**Provided passage:**
┏━━
Hacker Newsnew | past | comments | ask | show | jobs | submitlogin

(FreeBSD) jails are amazing. I just wish there were easier ways to use them more "cattle"-like, so I can augment or replace Docker/Podman. At the moment tooling and many of the real-world setups remind me a lot of "pet" LXC containers or even VMs in the Linux world.

The tooling is slowly moving in a direction I like, though :)



Author here!

This is an old post of mine which I happened to find useful. Orchestration of jails moved quite bit forward lately! For example, you can manage your jails quite nicely with containerd today! See great post from Samuel Karp about the topic: https://samuel.karp.dev/blog/2021/05/running-freebsd-jails-w...


I use LXC on Proxmox and I do everything with Ansible scripts. Is there something moving towards docker-like repository in LXC land? Would love to just run the latest pihole or nginx or what have you on LXC


Are they superior to firejail on linux? I kind of always figured they were similar level of "sandboxing" but I never had enough interest in BSD to dig in myself.


They are completely different mechanism for doing different kind of stuff. Firejail sounds like something closer to Capsicum, but without the security model.


I was under the impression they were like jails, to sandbox a program and make it more siloed off and secure? Whatever the underlying mechanisms for obtaining that. I'll research some more I guess.


Could you elaborate on the differences? As far as I understood it firejail, or rather the Linux features that it depends upon, is far more powerful than FreeBSD jails.
┗━━
**Exercise brief:**
Reproduce the part of the comment thread on FreeBSD jails that lies between "Hacker Newsnew |" and "Author here!", inclusive, with each word and punctuation mark kept as it appears.

**Provided data:**
┏━━
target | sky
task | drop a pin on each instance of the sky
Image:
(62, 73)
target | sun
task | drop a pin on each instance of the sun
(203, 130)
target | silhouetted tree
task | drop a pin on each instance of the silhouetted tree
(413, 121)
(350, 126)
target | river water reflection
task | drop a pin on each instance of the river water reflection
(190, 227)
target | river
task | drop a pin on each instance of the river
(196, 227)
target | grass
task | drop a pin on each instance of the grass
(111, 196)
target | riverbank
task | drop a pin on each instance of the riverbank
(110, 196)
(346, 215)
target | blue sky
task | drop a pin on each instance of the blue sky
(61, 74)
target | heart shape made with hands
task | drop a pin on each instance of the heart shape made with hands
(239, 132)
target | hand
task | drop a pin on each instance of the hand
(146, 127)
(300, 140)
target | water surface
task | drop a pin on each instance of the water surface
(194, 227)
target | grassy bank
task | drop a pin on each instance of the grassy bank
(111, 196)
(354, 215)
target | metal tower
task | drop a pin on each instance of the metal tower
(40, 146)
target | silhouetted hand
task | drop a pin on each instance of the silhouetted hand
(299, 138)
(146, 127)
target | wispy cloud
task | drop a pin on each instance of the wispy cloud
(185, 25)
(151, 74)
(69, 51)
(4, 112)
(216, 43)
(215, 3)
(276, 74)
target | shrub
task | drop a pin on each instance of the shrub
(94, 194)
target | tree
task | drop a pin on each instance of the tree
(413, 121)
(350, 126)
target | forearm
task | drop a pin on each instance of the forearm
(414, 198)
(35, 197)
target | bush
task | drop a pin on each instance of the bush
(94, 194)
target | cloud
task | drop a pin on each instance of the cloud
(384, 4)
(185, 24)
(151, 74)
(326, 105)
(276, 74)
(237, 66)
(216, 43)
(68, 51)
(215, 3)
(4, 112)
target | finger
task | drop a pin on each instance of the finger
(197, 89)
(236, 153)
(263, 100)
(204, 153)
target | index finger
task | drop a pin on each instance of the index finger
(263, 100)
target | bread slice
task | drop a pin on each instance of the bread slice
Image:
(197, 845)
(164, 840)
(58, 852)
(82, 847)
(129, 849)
┗━━
**Answer below:**
Hacker Newsnew | past | comments | ask | show | jobs | submitlogin

(FreeBSD) jails are amazing. I just wish there were easier ways to use them more "cattle"-like, so I can augment or replace Docker/Podman. At the moment tooling and many of the real-world setups remind me a lot of "pet" LXC containers or even VMs in the Linux world.

The tooling is slowly moving in a direction I like, though :)



Author here!